◆ WHAT IS REQUIRED
Using the listing that follows, report how many lines include the word "Target", and add no other words.

◆ EXERCISE MATERIAL
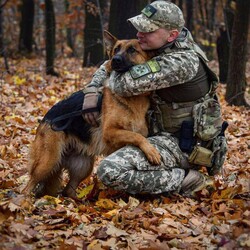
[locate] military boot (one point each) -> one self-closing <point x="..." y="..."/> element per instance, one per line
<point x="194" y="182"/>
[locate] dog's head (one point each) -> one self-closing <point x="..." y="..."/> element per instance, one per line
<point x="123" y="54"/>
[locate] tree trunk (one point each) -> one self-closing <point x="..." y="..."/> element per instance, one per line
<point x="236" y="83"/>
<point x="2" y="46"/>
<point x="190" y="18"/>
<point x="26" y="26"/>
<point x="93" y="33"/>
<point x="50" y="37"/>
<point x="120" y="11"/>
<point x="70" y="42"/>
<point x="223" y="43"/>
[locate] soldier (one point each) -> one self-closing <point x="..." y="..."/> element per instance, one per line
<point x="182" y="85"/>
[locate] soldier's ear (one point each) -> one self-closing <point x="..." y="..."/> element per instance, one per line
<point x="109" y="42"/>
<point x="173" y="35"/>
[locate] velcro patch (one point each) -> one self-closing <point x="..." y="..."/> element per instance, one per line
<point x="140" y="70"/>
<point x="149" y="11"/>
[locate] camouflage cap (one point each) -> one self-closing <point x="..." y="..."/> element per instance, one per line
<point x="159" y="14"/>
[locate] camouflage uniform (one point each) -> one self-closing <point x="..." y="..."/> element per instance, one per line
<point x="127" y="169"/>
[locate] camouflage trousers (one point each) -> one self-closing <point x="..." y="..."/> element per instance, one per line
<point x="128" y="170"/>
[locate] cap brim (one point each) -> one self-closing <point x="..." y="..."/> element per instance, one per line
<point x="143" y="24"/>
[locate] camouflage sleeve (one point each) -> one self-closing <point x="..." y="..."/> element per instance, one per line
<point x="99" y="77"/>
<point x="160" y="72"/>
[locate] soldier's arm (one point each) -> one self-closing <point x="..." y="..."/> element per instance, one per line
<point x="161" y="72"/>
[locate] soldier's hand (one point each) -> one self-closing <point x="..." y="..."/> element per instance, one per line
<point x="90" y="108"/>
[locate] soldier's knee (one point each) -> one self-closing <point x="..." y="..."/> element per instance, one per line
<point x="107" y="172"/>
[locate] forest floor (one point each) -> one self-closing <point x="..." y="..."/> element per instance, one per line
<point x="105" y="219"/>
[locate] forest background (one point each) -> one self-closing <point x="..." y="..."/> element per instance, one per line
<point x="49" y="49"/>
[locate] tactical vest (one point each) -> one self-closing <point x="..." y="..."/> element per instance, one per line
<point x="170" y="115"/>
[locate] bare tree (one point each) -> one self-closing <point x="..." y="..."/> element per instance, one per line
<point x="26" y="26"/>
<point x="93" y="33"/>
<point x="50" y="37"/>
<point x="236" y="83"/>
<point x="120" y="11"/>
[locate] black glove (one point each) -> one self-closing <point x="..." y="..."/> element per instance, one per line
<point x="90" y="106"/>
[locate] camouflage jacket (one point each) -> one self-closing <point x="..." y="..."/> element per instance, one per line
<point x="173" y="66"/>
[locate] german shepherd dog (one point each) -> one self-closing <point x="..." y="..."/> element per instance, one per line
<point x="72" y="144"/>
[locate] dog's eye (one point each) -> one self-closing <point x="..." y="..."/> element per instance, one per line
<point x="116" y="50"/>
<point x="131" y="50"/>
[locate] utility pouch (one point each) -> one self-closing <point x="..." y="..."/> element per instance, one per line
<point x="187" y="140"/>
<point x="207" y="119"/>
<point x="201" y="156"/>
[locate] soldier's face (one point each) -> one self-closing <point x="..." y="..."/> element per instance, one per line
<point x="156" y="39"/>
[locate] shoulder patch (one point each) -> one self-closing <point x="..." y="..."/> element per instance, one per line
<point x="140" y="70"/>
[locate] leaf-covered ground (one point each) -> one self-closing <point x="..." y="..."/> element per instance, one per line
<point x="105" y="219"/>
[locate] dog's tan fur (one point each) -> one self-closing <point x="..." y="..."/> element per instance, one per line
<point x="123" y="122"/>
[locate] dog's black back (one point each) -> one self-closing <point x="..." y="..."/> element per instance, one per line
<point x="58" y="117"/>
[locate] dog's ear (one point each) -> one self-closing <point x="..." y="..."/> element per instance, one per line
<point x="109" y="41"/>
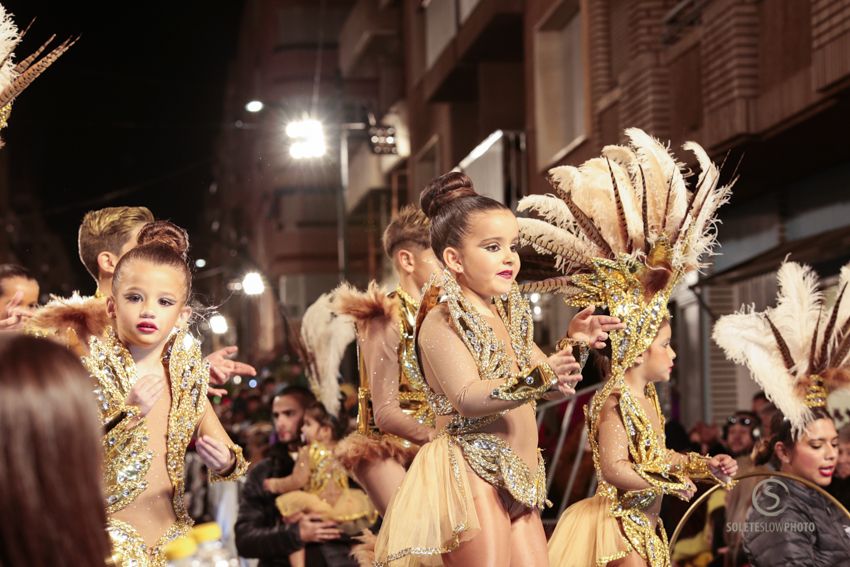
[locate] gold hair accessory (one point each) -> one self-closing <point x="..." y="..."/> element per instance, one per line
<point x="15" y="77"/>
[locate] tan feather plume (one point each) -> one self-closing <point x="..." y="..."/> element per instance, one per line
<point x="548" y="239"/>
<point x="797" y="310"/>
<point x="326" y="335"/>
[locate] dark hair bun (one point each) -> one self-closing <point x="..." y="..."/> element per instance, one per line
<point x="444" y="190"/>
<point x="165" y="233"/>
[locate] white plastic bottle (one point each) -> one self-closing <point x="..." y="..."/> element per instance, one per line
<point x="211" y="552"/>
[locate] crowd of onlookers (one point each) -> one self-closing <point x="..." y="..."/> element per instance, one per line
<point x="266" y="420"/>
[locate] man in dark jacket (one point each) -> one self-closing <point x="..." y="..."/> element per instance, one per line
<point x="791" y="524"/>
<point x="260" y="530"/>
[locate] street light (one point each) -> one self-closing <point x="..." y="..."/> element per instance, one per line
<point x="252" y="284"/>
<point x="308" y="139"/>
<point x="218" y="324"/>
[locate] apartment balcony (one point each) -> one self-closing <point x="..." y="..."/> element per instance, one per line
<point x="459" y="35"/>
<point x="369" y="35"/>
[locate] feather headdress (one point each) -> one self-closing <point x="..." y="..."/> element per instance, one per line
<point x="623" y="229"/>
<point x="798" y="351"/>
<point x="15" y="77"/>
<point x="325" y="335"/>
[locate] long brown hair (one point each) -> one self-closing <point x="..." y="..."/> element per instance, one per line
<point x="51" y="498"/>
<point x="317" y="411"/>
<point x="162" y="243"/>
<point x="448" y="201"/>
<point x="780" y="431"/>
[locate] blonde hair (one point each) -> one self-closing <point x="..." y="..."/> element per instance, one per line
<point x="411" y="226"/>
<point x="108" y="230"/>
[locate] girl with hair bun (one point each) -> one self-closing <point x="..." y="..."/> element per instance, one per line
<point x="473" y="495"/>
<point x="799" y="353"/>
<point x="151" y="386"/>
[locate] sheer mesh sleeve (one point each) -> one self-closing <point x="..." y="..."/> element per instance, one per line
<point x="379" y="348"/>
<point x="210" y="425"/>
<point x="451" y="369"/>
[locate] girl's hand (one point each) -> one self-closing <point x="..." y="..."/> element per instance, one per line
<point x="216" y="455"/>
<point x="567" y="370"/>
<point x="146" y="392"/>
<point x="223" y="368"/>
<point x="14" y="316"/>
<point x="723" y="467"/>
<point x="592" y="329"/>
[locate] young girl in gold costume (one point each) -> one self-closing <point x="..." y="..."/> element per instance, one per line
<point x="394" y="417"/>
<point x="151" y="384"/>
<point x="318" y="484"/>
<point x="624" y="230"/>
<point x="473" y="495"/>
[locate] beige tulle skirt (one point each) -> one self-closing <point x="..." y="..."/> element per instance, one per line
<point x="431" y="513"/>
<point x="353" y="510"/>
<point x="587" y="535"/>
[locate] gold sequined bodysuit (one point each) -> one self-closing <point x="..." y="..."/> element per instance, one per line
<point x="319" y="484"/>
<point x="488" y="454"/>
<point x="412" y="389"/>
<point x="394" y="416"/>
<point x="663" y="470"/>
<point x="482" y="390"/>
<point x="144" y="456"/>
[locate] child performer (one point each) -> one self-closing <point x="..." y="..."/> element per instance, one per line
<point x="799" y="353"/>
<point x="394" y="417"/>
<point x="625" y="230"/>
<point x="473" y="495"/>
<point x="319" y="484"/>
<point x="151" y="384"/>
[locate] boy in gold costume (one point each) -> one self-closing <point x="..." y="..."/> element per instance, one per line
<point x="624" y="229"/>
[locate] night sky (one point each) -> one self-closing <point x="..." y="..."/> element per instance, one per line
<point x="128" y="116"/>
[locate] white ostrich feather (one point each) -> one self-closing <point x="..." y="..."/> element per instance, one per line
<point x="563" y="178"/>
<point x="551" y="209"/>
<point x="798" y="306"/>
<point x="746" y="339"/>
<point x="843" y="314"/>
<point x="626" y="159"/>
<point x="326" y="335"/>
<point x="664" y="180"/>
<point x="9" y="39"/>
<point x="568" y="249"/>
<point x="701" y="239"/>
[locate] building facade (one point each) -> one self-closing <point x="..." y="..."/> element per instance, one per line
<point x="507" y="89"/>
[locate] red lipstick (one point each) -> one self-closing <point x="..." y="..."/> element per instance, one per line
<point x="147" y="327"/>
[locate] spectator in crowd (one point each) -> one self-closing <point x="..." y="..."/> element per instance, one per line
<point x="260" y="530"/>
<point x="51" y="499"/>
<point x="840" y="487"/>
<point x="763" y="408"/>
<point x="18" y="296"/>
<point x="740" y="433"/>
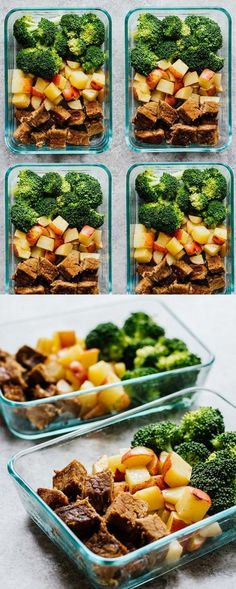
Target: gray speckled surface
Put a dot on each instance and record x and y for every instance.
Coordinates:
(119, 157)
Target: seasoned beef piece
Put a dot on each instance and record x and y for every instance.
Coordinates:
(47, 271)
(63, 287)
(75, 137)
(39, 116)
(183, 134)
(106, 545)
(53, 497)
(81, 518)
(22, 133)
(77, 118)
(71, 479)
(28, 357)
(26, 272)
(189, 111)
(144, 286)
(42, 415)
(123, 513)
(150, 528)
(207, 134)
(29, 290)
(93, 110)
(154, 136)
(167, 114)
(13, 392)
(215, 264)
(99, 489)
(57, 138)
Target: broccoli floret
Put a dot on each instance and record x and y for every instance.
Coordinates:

◆ YOUR SOLUTION
3